[Written problem] From the material below, reproduce verbatim the lines from the one containing "Can you find the entrance" up to and including the one containing "[[367, 92], [453, 114], [419, 73]]", and output nothing else.

[Stored records]

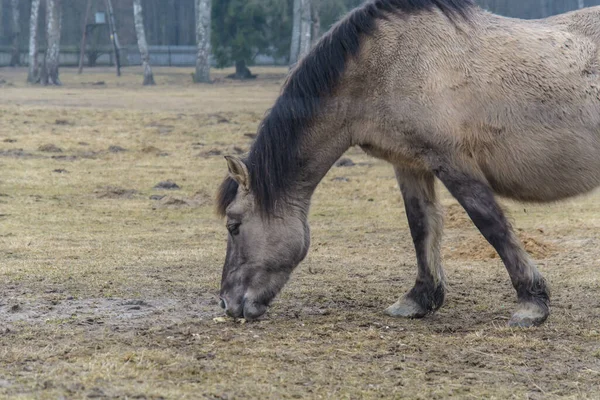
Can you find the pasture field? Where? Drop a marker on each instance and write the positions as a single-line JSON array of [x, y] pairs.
[[109, 290]]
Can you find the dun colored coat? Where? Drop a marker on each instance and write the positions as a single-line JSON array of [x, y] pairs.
[[441, 90]]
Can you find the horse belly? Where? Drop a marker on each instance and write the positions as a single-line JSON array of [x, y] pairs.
[[545, 170]]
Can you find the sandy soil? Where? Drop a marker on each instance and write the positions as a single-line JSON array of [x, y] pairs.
[[109, 279]]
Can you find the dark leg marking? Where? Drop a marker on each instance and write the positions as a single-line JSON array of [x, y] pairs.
[[478, 201], [425, 222]]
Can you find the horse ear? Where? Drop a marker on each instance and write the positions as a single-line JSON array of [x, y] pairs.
[[238, 171]]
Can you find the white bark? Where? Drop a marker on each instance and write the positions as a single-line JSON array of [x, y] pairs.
[[142, 44], [113, 35], [53, 26], [306, 30], [203, 20], [316, 21], [301, 31], [15, 59], [33, 75], [296, 31]]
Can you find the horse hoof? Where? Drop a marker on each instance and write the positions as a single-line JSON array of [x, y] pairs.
[[528, 316], [406, 308]]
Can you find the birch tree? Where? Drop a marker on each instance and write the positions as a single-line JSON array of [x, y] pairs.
[[301, 31], [203, 20], [33, 75], [316, 20], [296, 32], [306, 30], [15, 58], [138, 19], [49, 74]]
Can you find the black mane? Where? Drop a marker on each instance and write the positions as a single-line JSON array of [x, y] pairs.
[[274, 159]]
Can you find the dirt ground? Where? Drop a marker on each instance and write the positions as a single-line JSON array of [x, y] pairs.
[[111, 254]]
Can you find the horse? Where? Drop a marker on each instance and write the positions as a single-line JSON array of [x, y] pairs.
[[442, 90]]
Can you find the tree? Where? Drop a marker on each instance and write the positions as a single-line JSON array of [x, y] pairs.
[[242, 29], [301, 31], [33, 75], [296, 33], [142, 44], [306, 30], [203, 28], [316, 20], [15, 58], [113, 35], [49, 74]]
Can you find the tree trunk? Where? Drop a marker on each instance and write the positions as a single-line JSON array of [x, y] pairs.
[[114, 38], [15, 58], [49, 74], [316, 20], [305, 35], [33, 75], [203, 20], [296, 32], [142, 44], [84, 36], [301, 31]]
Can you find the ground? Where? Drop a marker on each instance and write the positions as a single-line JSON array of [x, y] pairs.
[[109, 290]]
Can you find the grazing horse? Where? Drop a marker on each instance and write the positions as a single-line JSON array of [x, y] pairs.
[[439, 89]]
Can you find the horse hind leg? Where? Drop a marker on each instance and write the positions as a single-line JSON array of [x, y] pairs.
[[426, 223], [477, 198]]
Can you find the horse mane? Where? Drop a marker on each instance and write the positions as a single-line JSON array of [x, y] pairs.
[[274, 159]]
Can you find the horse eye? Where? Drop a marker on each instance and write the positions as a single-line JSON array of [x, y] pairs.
[[234, 228]]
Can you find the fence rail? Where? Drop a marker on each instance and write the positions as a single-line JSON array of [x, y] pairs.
[[176, 56]]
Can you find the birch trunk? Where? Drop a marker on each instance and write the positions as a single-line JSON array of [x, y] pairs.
[[114, 38], [301, 31], [296, 32], [306, 32], [316, 21], [203, 20], [84, 36], [51, 60], [138, 19], [15, 58], [33, 75]]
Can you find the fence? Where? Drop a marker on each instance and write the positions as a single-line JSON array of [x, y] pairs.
[[176, 56]]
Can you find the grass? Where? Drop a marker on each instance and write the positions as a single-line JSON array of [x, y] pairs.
[[107, 293]]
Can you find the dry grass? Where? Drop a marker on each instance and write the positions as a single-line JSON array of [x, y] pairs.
[[107, 293]]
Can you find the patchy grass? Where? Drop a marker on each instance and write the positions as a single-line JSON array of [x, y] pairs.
[[108, 285]]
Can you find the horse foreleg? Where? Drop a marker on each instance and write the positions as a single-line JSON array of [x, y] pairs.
[[478, 201], [426, 223]]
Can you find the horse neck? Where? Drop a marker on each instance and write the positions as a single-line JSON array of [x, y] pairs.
[[327, 139]]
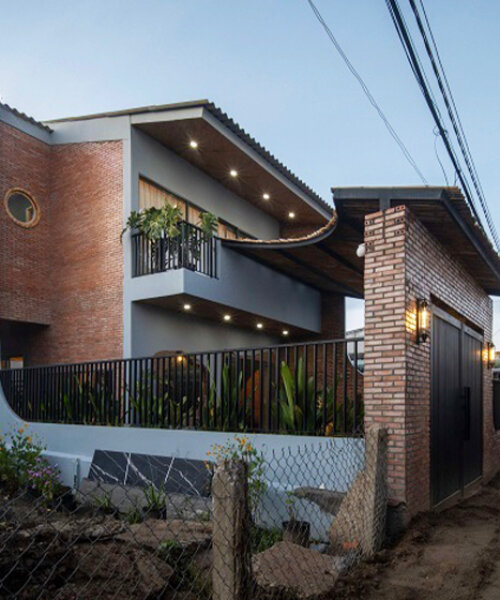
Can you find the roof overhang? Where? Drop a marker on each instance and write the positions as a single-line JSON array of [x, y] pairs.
[[443, 211], [325, 259], [222, 146]]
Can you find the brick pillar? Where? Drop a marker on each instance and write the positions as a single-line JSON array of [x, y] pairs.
[[385, 338]]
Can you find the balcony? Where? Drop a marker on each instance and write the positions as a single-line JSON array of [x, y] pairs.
[[191, 249]]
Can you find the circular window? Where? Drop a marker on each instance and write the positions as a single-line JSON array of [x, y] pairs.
[[22, 207]]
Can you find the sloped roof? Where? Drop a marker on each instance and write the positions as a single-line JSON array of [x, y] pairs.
[[25, 117], [221, 116]]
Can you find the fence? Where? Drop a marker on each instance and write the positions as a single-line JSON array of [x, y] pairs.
[[254, 535], [309, 388], [191, 249]]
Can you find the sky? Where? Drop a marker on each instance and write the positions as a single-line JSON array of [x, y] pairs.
[[270, 66]]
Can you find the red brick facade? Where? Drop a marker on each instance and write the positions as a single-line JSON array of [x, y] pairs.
[[403, 262], [67, 271], [24, 264]]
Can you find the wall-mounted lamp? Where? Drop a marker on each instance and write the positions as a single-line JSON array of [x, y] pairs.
[[423, 320], [489, 355]]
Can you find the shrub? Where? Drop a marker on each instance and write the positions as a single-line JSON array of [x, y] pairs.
[[242, 449]]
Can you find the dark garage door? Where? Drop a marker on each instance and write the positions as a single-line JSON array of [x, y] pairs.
[[456, 416]]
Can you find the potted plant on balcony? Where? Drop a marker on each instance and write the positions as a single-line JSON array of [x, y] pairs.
[[194, 239]]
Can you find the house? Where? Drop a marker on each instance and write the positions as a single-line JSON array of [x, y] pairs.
[[247, 332], [72, 290]]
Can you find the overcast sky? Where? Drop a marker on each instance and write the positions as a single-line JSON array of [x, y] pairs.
[[270, 66]]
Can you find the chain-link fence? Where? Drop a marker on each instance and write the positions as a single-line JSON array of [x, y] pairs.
[[280, 525]]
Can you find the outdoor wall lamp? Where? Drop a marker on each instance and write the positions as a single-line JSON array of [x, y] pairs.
[[423, 320], [489, 355]]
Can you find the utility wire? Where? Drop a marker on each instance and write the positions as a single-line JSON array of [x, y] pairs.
[[418, 71], [367, 92], [451, 107]]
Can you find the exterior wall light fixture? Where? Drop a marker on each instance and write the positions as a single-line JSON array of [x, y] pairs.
[[489, 355], [423, 320]]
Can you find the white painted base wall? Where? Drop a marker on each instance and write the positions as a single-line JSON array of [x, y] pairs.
[[292, 461]]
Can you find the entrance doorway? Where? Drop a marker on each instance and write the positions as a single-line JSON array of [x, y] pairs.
[[456, 406]]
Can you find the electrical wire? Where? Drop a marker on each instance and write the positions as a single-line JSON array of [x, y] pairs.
[[367, 92], [419, 73]]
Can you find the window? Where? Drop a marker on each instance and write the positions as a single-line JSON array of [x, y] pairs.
[[21, 207]]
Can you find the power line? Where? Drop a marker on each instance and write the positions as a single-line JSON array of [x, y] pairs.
[[367, 92], [453, 114], [419, 73]]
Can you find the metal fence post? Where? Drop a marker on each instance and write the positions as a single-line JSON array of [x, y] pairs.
[[231, 571]]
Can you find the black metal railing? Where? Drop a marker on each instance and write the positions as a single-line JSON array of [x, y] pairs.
[[190, 249], [309, 388]]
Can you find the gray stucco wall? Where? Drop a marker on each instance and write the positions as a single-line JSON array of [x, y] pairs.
[[155, 328], [154, 161], [242, 284]]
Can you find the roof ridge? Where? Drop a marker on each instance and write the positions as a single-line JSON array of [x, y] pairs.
[[25, 117]]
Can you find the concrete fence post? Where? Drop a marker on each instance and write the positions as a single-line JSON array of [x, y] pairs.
[[231, 571], [360, 522]]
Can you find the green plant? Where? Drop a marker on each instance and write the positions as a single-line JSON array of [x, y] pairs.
[[43, 478], [153, 221], [208, 223], [240, 448], [134, 515], [18, 455]]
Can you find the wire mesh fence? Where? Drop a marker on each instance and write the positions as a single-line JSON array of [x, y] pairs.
[[280, 525]]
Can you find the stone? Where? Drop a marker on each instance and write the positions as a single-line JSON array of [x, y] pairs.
[[294, 571], [328, 500], [191, 536]]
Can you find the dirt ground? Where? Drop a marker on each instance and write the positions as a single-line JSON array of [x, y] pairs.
[[451, 555]]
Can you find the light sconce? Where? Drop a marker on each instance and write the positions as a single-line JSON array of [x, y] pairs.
[[423, 320], [489, 355]]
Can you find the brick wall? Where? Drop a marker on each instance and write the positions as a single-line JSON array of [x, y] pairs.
[[24, 253], [67, 270], [403, 262], [86, 254]]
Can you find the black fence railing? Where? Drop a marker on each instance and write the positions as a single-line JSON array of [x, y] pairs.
[[309, 388], [190, 249]]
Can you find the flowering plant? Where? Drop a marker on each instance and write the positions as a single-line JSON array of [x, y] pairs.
[[18, 455], [240, 448], [44, 479]]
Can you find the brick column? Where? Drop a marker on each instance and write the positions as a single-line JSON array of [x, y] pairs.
[[403, 262], [385, 337]]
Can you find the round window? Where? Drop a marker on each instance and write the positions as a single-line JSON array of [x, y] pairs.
[[22, 208]]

[Finished task]
Can you find the entrance doorway? Where? Drop a marker on each instance and write the positions as a single-line JSON array of [x, y] pairs.
[[456, 406]]
Can you find the electrical wire? Where? Drop a marker on each instance and write the positions as a single-line JSON array of [x, y] pairs.
[[367, 92], [419, 73]]
Can you find the window? Where? Drop a marker on each instance and write the positions as a single-line JSON array of [x, y] pairs.
[[21, 207]]
Can you find the power line? Where? Drop a marker on each instance and write the positions as a single-line JSON array of [x, y] pairs.
[[367, 92], [453, 114], [419, 73]]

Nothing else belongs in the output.